### EXPLORE THE MATERIAL
(A) According to the Augusta opioid lawsuit announcement, how many people in Georgia died from opioid drug overdoses in 2016?
(B) From the Augusta opioid lawsuit announcement, extract the passage starting with "Because prescription opioids" and going on through "paying the price.".

### SOURCE PASSAGE

- - -

AUGUSTA, GA. – January 11, 2017 – Mayor Hardie Davis announced today that Augusta, Georgia, is taking a much-needed step to hold accountable the companies responsible for dumping millions of dollars’ worth of prescription opiates into its community, filing a public nuisance lawsuit against the pharmaceutical drug manufacturers and wholesale drug distributors that made the opioid epidemic possible.
Augusta has filed suit against five of the largest manufacturers of prescription opioids and their related companies and against the country’s three largest wholesale drug distributors. Augusta is joining a growing list of city and county governments across the country that are taking action against the drug manufacturers and distributors for fueling the opioid crisis in their communities.
Because prescription opioids are a highly addictive substance, in 1970 Congress designed a system to control the volume of opioid pills being distributed in this country. It let only a select few wholesalers gain the right to deliver opioids. In exchange, those companies agreed to do a very important job – halt suspicious orders and control against the diversion of these dangerous drugs to illegitimate uses. But in recent years they failed to do that, and today the people of Augusta are paying the price.
Augusta is working with a consortium of law firms to hold pharmaceutical drug manufacturers and wholesale distributors accountable for failing to do what they were charged with doing under the federal Controlled Substances Act – monitor, identify and report suspicious activity in the size and frequency of opioid shipments to pharmacies and hospitals.
“We are taking this action today because the costs of this opioid crisis have overwhelmed our ability to provide for the health, welfare and safety of our residents,” Mayor Davis said. “Homes have been broken and families torn apart by this epidemic, which has claimed victims from all walks of life. But it is the pharmaceutical drug manufacturers and wholesale drug distributors who failed in their legal obligation to notify the Drug Enforcement Administration of suspicious orders, even as the number of pills flowing into our county rose and rose.”
According to the Georgia Department of Public Health, in 2016, 982 people lost their lives due to opioid drug overdoses in the state. Based on the latest data from the Centers for Disease Control and Prevention, nearly 9 opioid prescriptions were dispensed for every 10 residents of Augusta-Richmond County in 2016. Augusta has hired expert law firms, experienced in holding the powerful pharmaceutical industry accountable. Those firms include: Baron & Budd; Levin, Papantonio, Thomas, Mitchell, Rafferty & Proctor; Greene Ketchum Bailey Farrell & Tweel; Hill, Peterson, Carper, Bee & Deitzler; and McHugh Fuller Law Group.

- - -

### STUDY MATERIAL
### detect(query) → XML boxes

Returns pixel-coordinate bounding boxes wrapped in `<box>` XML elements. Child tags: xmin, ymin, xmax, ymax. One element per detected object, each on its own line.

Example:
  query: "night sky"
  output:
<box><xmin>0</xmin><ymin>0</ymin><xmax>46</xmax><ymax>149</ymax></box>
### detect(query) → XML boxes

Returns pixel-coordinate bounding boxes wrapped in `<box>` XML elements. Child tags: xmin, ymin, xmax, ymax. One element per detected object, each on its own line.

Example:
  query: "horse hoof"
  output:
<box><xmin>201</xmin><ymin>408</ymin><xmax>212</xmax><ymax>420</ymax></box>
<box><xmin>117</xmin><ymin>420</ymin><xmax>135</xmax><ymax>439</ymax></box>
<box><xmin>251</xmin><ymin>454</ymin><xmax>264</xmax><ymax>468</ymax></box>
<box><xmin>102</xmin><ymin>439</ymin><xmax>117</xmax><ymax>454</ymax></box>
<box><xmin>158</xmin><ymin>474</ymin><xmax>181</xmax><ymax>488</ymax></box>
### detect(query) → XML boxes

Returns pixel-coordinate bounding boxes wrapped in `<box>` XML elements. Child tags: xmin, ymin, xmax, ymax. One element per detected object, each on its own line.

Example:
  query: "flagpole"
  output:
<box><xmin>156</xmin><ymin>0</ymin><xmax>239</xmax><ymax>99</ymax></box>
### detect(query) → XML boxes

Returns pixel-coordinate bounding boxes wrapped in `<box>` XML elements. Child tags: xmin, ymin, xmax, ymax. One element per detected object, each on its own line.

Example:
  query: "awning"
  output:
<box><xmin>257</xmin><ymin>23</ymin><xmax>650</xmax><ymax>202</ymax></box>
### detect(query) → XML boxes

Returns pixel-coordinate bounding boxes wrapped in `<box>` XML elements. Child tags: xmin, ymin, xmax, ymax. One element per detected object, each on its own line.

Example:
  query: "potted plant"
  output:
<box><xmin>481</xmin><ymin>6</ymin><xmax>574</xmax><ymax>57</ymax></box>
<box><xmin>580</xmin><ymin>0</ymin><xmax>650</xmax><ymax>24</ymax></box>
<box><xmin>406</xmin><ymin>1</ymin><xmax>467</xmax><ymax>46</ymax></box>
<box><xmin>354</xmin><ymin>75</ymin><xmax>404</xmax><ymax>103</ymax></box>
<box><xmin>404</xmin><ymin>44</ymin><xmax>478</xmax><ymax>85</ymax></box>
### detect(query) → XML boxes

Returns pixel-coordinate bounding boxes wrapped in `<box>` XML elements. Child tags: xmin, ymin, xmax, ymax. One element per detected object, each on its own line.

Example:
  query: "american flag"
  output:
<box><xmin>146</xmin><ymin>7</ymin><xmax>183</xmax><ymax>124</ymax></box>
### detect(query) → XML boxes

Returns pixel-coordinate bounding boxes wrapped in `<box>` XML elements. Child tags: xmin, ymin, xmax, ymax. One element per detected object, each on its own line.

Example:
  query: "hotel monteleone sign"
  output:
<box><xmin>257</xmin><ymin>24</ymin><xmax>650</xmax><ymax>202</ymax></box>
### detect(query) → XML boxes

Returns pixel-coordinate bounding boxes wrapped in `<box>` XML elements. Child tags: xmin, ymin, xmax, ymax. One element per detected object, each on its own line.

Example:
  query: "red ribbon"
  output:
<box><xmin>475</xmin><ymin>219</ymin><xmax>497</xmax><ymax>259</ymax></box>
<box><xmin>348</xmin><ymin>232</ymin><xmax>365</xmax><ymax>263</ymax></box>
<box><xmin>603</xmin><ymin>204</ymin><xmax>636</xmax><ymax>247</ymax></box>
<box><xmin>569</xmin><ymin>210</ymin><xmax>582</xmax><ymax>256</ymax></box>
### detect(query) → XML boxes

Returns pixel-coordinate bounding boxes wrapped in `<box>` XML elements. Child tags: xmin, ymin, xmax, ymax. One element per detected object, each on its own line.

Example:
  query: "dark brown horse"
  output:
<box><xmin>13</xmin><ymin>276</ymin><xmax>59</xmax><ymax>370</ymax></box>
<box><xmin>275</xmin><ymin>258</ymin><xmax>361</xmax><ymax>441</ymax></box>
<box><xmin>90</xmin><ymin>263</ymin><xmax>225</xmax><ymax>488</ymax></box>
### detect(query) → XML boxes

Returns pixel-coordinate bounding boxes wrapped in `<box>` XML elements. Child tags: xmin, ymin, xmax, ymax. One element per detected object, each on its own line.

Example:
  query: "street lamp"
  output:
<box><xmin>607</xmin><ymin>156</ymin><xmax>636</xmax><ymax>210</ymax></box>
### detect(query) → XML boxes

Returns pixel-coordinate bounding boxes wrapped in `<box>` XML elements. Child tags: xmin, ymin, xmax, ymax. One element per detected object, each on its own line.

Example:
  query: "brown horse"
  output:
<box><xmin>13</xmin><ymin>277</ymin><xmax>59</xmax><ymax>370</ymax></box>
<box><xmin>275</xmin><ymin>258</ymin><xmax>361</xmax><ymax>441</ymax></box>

- - -

### EXERCISE RESULTS
(A) 982 people

(B)
Because prescription opioids are a highly addictive substance, in 1970 Congress designed a system to control the volume of opioid pills being distributed in this country. It let only a select few wholesalers gain the right to deliver opioids. In exchange, those companies agreed to do a very important job – halt suspicious orders and control against the diversion of these dangerous drugs to illegitimate uses. But in recent years they failed to do that, and today the people of Augusta are paying the price.